_EXERCISE MATERIAL_
———

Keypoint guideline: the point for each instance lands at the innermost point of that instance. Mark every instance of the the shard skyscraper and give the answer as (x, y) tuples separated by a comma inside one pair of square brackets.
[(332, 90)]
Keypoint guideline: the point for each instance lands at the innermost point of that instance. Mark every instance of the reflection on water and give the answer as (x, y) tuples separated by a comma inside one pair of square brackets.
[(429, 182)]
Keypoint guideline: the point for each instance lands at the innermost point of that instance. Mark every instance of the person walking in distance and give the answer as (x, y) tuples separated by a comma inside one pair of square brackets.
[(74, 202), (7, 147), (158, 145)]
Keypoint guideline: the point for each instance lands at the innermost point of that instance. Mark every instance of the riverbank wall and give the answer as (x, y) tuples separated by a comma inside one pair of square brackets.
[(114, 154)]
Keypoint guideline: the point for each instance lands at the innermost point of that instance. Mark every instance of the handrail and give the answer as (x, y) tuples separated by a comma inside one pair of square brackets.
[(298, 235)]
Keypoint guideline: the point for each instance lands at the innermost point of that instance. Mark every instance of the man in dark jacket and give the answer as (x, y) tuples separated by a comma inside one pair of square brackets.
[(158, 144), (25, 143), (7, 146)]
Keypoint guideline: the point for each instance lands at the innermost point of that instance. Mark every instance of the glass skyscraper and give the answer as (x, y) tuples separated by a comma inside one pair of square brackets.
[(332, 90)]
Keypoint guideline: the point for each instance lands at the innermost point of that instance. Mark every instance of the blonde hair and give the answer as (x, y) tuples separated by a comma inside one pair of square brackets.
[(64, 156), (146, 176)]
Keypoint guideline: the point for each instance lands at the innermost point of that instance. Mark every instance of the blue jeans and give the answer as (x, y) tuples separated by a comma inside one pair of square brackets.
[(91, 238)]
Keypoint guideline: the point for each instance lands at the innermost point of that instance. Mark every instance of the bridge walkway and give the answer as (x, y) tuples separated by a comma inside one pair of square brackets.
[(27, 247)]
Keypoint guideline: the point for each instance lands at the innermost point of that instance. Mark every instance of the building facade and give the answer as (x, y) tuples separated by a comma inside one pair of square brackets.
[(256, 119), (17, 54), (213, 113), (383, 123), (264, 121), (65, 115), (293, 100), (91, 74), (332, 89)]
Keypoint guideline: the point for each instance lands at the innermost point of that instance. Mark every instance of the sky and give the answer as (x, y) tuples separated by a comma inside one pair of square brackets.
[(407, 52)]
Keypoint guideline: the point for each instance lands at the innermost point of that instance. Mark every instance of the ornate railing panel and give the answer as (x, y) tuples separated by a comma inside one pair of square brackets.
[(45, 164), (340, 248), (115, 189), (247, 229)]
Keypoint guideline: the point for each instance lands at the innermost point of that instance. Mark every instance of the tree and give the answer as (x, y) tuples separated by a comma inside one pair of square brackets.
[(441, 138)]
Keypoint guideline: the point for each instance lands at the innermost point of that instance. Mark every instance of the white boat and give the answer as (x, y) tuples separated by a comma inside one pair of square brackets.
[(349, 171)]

———

_DIRECTION_
Copy all of the records above word for word, with nothing changed.

_SOLUTION FOR THIS TASK_
Keypoint guideline: the point for each instance lands at the innermost point of that instance. Mark every instance of the the shard skyscraper and give the answer as (x, y) tuples separated by a comma inside one pair of square brackets.
[(332, 90)]
Keypoint guideline: the point for each instance lands at the innermost point of that instance. Mark every instance of the reflection on water and give the answer as (x, y) tuples separated by a comma inside one pair of square brackets.
[(429, 182)]
Keypoint guideline: the point for each instance lands at the innermost point of that instance. Mark every instance of the person walking in distance and give the answer as (x, y) tuples separated by a comma inside one pair of square brackets.
[(74, 202), (7, 147), (158, 145)]
Keypoint guideline: the point for each instance lands at the innermost point of that instance. Mark every instance of the riverbank wall and give the answer as (x, y) tuples separated by a comma inside one pair of square brackets.
[(114, 154)]
Keypoint guideline: the point for each instance lands at the innermost point of that instance. Mark every instance of the handrail and give the answer as (x, y) tuples separated by a comma inside one pair of square brackets.
[(298, 235)]
Keypoint guideline: the point for each instance lands at the innermost point of that instance. Mark every instance of the man in dark jacket and give the answer as (x, y) tuples separated by a comma inside one pair of square brackets.
[(158, 144), (25, 143), (7, 146)]
Keypoint guideline: the point for each instance lands at the innermost point of that instance. Mark every instance of the glass skyscraper and give the answer as (x, y) tuples separated by a comma inside one pair of square brackets.
[(332, 90)]
Keypoint guideline: the point for each instance lands at the innermost point of that instance. Mark every instance of the blonde hair and give the answer as (x, y) tuples separated by a comma inside one pair of square brackets.
[(64, 156), (146, 176)]
Keypoint guideline: the point for each instance lands at the innermost point of that instance. Mark every instance of the blue jeans and give the answer as (x, y) tuples separated by a comma inside one pair of square brackets.
[(91, 238)]
Keypoint guideline: the point for each instance lands at the innermost point of that instance. Mark every instance of the bridge walkway and give the answer as (x, y) tuples separated by a comma inside one pair of square brackets.
[(27, 247)]
Keypoint guideline: the point for each instance lands at the innermost point of that instance. Mark every instance of the building facade and give the answer as (x, y) tuples separated by a comma inside one pair of square brackets.
[(256, 119), (17, 54), (213, 113), (383, 123), (264, 121), (65, 115), (293, 100), (91, 74), (332, 89)]
Keypoint guideline: the point for each instance lands at the innermost point of that instance. Mark every instance of the sky and give the answer as (x, y) tuples separated by a comma inside one pair of square brackets.
[(407, 52)]
Keypoint guideline: the point for each instance lands at the innermost point of that instance. Mark every instance of the ornate railing panel and give the answer as (x, y) tuples separated by a comma inside one pair of square brackets.
[(45, 164), (340, 248), (115, 189), (247, 229)]
Keypoint guideline: the point for each instance lands at the innermost point of that instance. Mark every instance of the tree and give the answer as (x, y) tuples separated by a comma inside one pair of square brackets.
[(441, 138)]
Keypoint guideline: the point for each instance lands at the innermost point of that instance. Mark every instance of the white boat and give the answer as (x, y) tuples separated by a comma inside one pair of square brackets.
[(349, 171)]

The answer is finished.